## Trecho do documento
■ ■ ■ ■ ■

Fuga em massa aconteceu em dezembro de 2024 e culminou no afastamento de Joseuma Silva Neres. Ex-gestora está presa desde janeiro deste ano. Ex-diretora de presídio é presa suspeita de facilitar fuga de 16 detentos na Bahia
Arquivo Pessoal
Joneuma Silva Neres, ex-diretora do Conjunto Penal de Eunápolis, e o detento foragido Ednaldo Pereira de Souza, o “Dadá”, planejaram a fuga em massa dentro da unidade. A ação criminosa aconteceu em dezembro de 2024 e culminou no afastamento da gestora.

■ ■ ■ ■ ■

## Dados de entrada
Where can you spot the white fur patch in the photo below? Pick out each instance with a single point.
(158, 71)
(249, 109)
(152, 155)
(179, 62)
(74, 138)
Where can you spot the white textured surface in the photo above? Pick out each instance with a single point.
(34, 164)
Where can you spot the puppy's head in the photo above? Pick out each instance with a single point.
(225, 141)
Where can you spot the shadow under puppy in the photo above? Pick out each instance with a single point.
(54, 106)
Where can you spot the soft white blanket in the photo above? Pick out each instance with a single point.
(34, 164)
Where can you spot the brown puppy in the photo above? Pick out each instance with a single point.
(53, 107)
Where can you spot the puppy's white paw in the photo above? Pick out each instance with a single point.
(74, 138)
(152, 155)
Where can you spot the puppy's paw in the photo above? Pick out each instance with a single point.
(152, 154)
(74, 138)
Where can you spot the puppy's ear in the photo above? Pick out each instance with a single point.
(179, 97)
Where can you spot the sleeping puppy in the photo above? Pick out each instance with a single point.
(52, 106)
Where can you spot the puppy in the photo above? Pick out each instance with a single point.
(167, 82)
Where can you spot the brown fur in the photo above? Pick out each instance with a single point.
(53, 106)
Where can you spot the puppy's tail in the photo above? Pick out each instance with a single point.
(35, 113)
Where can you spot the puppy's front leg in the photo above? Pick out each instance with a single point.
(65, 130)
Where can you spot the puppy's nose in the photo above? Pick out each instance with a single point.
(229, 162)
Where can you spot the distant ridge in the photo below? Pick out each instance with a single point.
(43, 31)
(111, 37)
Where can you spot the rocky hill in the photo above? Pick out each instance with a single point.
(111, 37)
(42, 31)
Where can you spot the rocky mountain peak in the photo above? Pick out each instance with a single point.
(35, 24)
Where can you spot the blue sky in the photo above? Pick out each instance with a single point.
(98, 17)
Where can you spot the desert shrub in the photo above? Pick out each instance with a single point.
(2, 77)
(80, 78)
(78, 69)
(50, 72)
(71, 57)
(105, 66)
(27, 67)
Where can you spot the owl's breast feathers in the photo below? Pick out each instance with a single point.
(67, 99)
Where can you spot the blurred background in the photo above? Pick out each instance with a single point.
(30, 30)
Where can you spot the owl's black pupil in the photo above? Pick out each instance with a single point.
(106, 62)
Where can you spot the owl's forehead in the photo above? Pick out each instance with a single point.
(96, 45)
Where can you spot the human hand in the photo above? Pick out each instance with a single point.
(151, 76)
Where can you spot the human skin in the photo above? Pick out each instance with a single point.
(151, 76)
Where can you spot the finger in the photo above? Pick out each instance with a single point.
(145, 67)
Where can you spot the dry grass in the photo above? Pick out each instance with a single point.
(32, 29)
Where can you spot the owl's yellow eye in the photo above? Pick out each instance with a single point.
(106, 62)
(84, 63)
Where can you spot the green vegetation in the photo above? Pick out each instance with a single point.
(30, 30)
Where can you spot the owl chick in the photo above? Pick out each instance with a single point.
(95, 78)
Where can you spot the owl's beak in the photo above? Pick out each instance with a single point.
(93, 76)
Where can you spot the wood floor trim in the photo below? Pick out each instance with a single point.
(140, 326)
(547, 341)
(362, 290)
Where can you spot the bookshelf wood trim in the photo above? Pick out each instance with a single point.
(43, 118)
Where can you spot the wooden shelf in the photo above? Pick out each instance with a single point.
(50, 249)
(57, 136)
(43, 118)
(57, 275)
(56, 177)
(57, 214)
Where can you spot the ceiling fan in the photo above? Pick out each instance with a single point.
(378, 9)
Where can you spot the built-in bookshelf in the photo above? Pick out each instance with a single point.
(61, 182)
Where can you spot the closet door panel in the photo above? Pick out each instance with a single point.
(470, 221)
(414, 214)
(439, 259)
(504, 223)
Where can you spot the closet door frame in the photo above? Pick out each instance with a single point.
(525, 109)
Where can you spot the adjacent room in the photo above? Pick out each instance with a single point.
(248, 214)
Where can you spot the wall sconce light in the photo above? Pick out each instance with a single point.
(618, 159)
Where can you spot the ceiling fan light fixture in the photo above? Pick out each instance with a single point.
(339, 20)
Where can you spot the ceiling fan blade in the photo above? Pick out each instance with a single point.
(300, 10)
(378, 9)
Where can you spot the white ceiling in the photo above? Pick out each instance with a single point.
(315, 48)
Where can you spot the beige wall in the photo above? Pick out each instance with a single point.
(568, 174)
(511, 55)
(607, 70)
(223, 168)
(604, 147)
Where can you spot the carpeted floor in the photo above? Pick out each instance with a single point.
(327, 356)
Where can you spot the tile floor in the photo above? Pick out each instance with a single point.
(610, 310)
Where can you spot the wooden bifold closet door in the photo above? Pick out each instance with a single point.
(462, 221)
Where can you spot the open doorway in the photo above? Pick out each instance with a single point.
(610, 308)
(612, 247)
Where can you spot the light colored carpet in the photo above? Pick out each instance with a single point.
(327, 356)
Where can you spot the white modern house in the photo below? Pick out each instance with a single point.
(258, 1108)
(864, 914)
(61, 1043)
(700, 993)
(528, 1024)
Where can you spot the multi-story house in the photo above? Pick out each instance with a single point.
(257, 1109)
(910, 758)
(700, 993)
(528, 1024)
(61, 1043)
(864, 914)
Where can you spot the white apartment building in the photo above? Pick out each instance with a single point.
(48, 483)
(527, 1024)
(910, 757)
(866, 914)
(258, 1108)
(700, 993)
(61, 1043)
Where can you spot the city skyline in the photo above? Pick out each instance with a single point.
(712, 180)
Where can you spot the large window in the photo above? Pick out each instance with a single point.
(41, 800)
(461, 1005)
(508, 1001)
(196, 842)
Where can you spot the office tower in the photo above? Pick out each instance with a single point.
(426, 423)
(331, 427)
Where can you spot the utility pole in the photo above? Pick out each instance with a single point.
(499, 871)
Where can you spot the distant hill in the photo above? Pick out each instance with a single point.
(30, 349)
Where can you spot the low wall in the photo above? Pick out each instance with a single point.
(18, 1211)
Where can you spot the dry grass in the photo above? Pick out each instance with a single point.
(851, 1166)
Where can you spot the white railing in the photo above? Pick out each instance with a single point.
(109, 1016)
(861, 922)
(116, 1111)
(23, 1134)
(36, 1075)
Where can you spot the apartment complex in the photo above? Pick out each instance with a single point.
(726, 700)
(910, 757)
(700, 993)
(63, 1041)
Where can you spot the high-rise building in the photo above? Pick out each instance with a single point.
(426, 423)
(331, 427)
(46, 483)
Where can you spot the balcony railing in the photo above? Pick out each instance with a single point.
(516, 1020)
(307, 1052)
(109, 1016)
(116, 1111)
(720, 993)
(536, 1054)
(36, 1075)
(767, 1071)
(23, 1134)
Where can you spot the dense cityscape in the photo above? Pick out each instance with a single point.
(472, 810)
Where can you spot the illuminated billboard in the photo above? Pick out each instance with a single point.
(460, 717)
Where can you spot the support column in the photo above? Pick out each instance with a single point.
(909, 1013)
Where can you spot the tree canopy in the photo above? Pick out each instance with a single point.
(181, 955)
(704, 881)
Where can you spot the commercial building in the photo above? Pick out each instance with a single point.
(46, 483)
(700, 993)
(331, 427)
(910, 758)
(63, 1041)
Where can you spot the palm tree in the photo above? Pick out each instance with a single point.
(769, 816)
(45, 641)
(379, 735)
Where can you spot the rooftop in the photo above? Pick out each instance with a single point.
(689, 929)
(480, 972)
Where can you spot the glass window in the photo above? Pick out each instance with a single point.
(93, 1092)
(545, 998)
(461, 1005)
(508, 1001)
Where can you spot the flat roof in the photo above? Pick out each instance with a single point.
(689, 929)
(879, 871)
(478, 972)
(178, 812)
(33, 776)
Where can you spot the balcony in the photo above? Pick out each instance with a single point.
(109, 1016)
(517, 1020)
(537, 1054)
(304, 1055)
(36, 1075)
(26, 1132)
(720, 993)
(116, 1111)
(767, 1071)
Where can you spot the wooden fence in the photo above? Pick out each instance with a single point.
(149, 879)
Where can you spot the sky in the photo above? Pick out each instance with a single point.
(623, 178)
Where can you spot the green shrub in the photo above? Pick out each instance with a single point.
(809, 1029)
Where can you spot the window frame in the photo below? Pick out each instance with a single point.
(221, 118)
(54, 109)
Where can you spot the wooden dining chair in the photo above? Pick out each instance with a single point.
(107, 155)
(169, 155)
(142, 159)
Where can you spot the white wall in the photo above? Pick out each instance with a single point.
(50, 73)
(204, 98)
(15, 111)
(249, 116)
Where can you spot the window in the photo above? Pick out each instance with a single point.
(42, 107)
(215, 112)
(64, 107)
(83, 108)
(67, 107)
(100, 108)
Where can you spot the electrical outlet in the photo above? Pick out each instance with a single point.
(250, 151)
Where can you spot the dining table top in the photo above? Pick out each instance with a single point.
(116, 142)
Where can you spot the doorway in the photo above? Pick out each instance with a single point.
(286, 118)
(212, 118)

■ ■ ■ ■ ■

## Requisitos das tarefas
A: Responda com base no trecho sobre a fuga do presídio:
(i) Em que mês e ano aconteceu a fuga?
(ii) Quantos detentos fugiram?
(iii) Qual é o apelido do detento foragido?
B: Mostre todas as linhas dos registros que contêm a palavra "hill". Maiúsculas e minúsculas fazem diferença.
O trecho e os registros não têm relação entre si.

## Respostas das tarefas
A:
(i) Em dezembro de 2024.
(ii) 16 detentos.
(iii) “Dadá”.

B:
Where can you spot the rocky hill in the photo above? Pick out each instance with a single point.
Where can you spot the distant hill in the photo above? Pick out each instance with a single point.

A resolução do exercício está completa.